[Data records]

....

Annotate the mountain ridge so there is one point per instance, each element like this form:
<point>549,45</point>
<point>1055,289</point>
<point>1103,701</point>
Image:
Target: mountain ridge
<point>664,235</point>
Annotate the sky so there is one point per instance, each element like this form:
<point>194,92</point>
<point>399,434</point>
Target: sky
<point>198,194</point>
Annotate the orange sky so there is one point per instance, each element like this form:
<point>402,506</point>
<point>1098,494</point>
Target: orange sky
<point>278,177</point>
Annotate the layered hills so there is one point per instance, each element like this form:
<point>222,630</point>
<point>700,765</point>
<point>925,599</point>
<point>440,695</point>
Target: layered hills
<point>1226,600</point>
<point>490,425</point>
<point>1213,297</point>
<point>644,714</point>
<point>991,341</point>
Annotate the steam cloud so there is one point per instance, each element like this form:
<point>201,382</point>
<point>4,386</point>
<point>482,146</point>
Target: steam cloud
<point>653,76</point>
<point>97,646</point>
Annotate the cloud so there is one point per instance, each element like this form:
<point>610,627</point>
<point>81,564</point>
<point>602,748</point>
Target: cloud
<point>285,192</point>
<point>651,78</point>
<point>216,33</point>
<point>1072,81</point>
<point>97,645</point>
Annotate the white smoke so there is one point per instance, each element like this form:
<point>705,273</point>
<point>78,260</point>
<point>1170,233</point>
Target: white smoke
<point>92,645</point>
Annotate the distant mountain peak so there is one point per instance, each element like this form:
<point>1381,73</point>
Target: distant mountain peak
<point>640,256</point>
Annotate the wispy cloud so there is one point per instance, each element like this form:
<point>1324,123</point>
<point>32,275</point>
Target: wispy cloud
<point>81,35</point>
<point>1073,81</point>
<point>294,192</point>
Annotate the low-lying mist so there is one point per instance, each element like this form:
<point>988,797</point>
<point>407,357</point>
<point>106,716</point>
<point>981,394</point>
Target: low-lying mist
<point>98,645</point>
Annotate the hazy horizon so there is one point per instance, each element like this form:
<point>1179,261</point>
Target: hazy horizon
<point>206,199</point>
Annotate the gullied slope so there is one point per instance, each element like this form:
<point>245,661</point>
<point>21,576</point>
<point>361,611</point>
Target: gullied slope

....

## [THE TASK]
Write each line above out exactly.

## [FINAL RESULT]
Annotate the mountain ridge so there is one point per instance, each element like this form:
<point>549,45</point>
<point>1055,289</point>
<point>1103,701</point>
Image:
Target: mountain ridge
<point>664,235</point>
Annotate the sky so there is one point per instance, each element like this form:
<point>194,92</point>
<point>399,434</point>
Target: sky
<point>198,194</point>
Annotate the orange sky so there is one point per instance, each element like this form:
<point>402,506</point>
<point>1098,494</point>
Target: orange sky
<point>278,177</point>
Annotate the layered hills so there is one point per instance, each element like this form:
<point>222,630</point>
<point>700,765</point>
<point>925,599</point>
<point>440,695</point>
Target: layered hills
<point>1226,600</point>
<point>490,425</point>
<point>1213,297</point>
<point>644,714</point>
<point>991,341</point>
Annotate the steam cloud so there is one point per instance, each element like this form:
<point>201,382</point>
<point>4,386</point>
<point>482,146</point>
Target: steam cloud
<point>653,76</point>
<point>97,646</point>
Annotate the cloud so there is one point per instance, each element like this form:
<point>610,627</point>
<point>81,564</point>
<point>602,748</point>
Target: cloud
<point>285,192</point>
<point>651,78</point>
<point>216,33</point>
<point>1072,81</point>
<point>97,645</point>
Annotate the white smoke so there is one point per instance, each element like this form:
<point>705,273</point>
<point>78,260</point>
<point>1170,233</point>
Target: white smoke
<point>92,645</point>
Annotate the distant mountain peak so there is one point per instance, each element like this form:
<point>1381,73</point>
Target: distant mountain peak
<point>640,256</point>
Annotate the wispy cloud so there is one point per instance, each element like this form:
<point>1324,123</point>
<point>32,275</point>
Target: wispy cloud
<point>81,35</point>
<point>1073,81</point>
<point>294,192</point>
Annotate the low-lying mist so there is one point per instance, each element like this form:
<point>988,797</point>
<point>407,357</point>
<point>106,716</point>
<point>981,394</point>
Target: low-lying mist
<point>98,645</point>
Annotate the hazy horizon so there is one point per instance, each element like this form:
<point>1179,261</point>
Target: hazy horizon
<point>206,199</point>
Annotate the gullied slope so there is one point per instance, each element like this form:
<point>245,661</point>
<point>21,576</point>
<point>361,611</point>
Target: gullied slope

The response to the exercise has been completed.